Ejercicios:
A – Según el fragmento sobre el asso-tattoo, ¿qué oficios se pelean por el enigma eterno? Nómbralos todos.
B – Pasa al inglés esta oración del fragmento sobre el asso-tattoo: «El asso-tattoo es un texto que sólo existe en unión con su lugar».
C – Imprime sin cambios, del fragmento sobre el asso-tattoo, todo lo que va desde "En un mundo" hasta "correr ese riesgo.".

Fragmento elegido:
★ ★ ★ ★ ★ ★ ★
La zona del bikini —vanguardia para una audiencia muy, muy específica. Allí todo texto se vuelve interactivo: para leerlo se necesita valentía, buena luz y tacto. El problema es que cualquier palabra colocada ahí suena a metáfora erótica, aunque diga «helado de vainilla» o «inventario del almacén n.º 7». Y cualquier lectura pública se transforma en una performance para un grupo reducido pero extremadamente atento, dispuesto a arriesgar la moral, la vista y la reputación con tal de alcanzar la rima final.
Y entonces me acordé del culo. Tiene de todo: intimidad, humor y filosofía. No todo el mundo lo verá, pero quien lo vea entenderá que está ante una persona capaz de hacer tonterías en nombre de la verdad. El culo es el espacio perfecto para un nuevo formato poético: el asso-tattoo.
El asso-tattoo es un texto que sólo existe en unión con su lugar. No lo sostienen la rima ni el ritmo, sino el contexto: dónde está, en qué momento se muestra y en qué ojos se refleja.
En un mundo donde cualquier poema se puede robar con una captura de pantalla y cualquier texto se abarata convertido en cita de un post motivacional, el culo sigue siendo la última editorial fiable. La piratería aquí es técnicamente posible, pero exige cercanía. Y no todo el mundo está dispuesto a correr ese riesgo.
El culo es una paradoja filosófica: una forma simple que contiene todo el drama de las relaciones humanas. Es como la verdad: algunos hacen cualquier cosa por alcanzarla; otros apartan la mirada por miedo; y otros se meten en ella sin saber siquiera dónde se han metido.
El culo es geopolítica en miniatura: todos quieren controlar su territorio, pero nadie quiere firmar un tratado de paz. Es alquimia: carne y sentido fundiéndose en un único artefacto que empuja a la gente a tomar las decisiones más ridículas de su vida. Es un espejo del alma, pero curvado, para que en él se deformen con gracia nuestros complejos, deseos y autoestima.
El culo es templo de vanidad y, al mismo tiempo, su destructor: basta mostrarlo a los ojos equivocados para que toda grandeza se derrumbe como una Torre de Babel… pero en vaqueros. Es un enigma eterno por el que se pelean poetas, fotógrafos y cirujanos plásticos.
El culo es un test de sinceridad: si alguien lo mira con admiración, está vivo; si con indiferencia, o es santo o ya está muerto por dentro. Es como un pequeño planeta: tiene órbita de atención, campo magnético de atracción y hasta eclipses propios cuando la ropa toma el mando.
★ ★ ★ ★ ★ ★ ★
Registros:
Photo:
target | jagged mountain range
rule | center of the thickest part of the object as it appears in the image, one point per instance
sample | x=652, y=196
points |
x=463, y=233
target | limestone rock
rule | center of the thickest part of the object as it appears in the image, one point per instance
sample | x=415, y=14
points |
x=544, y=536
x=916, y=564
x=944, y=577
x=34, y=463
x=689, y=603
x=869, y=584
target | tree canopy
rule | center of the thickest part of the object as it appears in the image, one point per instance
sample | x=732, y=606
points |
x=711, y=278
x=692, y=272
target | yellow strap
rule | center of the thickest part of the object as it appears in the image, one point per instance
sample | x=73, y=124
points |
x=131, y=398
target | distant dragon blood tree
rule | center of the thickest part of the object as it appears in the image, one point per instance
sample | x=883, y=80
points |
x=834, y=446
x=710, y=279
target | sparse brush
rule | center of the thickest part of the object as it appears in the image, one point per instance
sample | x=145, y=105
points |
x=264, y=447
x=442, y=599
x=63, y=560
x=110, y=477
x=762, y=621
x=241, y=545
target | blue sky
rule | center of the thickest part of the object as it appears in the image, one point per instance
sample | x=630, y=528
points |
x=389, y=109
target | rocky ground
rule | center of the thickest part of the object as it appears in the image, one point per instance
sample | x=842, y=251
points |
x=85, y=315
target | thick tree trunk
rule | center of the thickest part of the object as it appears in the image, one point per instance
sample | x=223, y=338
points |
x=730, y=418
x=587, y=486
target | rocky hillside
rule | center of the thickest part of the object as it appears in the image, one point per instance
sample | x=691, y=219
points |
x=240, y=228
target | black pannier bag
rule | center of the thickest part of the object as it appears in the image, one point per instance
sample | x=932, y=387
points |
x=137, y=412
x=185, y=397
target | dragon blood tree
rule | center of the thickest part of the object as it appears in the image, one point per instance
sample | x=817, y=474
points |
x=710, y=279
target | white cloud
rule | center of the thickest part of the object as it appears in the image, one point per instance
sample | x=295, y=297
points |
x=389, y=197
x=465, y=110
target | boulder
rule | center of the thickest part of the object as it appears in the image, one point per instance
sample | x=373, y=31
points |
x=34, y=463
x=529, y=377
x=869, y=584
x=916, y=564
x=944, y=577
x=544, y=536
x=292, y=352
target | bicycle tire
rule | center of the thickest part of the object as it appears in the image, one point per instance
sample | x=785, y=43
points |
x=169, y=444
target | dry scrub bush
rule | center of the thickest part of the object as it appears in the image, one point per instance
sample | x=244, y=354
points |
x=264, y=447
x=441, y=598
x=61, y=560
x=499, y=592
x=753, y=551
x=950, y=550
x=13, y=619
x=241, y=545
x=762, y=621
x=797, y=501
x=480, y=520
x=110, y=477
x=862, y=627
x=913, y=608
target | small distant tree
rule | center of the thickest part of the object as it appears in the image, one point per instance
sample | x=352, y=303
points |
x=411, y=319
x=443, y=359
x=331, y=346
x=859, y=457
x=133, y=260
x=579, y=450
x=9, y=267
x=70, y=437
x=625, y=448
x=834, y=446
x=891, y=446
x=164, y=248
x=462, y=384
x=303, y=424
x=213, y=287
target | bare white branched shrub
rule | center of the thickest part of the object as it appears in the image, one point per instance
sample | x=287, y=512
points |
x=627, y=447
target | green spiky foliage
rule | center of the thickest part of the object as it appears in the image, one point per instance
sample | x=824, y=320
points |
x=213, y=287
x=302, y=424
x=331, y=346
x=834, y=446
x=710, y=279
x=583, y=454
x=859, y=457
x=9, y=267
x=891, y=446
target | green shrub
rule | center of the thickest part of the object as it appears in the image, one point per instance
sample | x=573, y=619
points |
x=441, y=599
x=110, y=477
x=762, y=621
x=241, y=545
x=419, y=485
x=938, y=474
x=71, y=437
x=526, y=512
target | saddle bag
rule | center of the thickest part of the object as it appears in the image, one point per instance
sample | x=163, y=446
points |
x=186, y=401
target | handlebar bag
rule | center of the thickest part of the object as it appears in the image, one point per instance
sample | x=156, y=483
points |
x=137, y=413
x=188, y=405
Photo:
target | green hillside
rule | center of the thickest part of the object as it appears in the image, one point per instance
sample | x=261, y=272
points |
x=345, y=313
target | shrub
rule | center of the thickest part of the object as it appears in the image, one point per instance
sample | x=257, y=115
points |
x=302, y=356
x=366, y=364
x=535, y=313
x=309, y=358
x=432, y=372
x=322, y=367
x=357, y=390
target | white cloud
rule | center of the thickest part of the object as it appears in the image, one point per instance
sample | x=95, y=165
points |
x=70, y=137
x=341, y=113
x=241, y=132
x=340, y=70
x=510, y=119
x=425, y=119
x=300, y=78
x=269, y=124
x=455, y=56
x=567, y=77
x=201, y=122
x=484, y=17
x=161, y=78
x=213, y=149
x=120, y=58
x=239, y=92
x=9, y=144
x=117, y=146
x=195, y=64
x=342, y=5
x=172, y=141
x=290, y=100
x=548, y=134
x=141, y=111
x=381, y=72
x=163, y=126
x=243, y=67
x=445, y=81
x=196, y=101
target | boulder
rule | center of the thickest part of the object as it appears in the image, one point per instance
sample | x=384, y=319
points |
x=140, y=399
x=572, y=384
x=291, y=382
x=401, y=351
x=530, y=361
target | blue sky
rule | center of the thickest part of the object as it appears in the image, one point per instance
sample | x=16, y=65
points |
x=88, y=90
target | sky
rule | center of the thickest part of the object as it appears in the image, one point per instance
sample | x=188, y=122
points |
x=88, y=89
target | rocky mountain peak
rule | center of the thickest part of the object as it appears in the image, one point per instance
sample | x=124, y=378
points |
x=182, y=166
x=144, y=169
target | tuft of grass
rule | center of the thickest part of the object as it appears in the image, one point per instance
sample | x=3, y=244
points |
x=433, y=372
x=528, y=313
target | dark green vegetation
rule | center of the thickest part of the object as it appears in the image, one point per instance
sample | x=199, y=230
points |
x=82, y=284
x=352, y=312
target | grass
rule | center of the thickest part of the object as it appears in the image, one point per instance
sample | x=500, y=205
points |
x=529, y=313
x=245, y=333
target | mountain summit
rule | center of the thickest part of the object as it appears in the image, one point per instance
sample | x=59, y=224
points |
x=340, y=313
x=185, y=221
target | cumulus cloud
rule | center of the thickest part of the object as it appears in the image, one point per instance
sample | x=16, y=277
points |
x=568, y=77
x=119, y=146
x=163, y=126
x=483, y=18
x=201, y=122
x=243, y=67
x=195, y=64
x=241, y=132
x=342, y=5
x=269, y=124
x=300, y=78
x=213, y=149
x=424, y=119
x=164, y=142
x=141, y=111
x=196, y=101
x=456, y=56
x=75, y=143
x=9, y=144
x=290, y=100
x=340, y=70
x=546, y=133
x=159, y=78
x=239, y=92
★ ★ ★ ★ ★ ★ ★
Resultados:
A – poetas, fotógrafos, cirujanos plásticos

B – The asso-tattoo is a text that exists only in union with its place.

C –
En un mundo donde cualquier poema se puede robar con una captura de pantalla y cualquier texto se abarata convertido en cita de un post motivacional, el culo sigue siendo la última editorial fiable. La piratería aquí es técnicamente posible, pero exige cercanía. Y no todo el mundo está dispuesto a correr ese riesgo.